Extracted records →
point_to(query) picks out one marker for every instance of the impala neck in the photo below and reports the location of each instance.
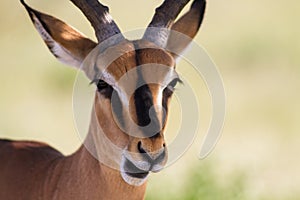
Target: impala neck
(88, 176)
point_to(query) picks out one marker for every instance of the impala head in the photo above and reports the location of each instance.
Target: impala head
(134, 79)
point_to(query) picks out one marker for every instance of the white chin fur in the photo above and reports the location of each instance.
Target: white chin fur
(133, 181)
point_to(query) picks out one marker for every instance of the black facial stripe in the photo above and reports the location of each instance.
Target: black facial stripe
(143, 100)
(117, 109)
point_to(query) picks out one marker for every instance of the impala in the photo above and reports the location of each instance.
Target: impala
(125, 141)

WHAT IS NEEDED → Your response must reproduce every line of the data exactly, with images omitted.

WRITTEN SOLUTION →
point_to(query) picks out one marker for every instance of the impala neck in the photo below and reports the location of each instance.
Target: impala neck
(88, 176)
point_to(query) picks out one marker for every instance of the impala head in the photo above and reports the location of each instance.
Target: impala head
(134, 79)
point_to(query) picks out one marker for every instance of the white chin fur in the photo above and reports the location of each instance.
Target: white chin fur
(133, 181)
point_to(query) picks out one marker for every instance of the black facial stripe in the photo above and reports the location of each instance.
Target: black facial stripe
(143, 100)
(117, 109)
point_to(query) picks out one marker for every instance of the impala in the photo above and reports the location of each instance.
Target: impala
(125, 141)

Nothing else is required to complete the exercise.